Written task
Can you lay out the material below as a two-column CSV with the headers input and output, one row per entry, each field in quotation marks and every line break replaced by a space?

(Collected data)
____

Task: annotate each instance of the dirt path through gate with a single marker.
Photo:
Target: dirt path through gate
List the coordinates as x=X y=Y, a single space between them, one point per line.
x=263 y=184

____

Solution to this problem
input,output
"Task: annotate each instance of the dirt path through gate with a single marker. Photo: Target: dirt path through gate List the coordinates as x=X y=Y, a single space between them, one point per line.","x=263 y=184"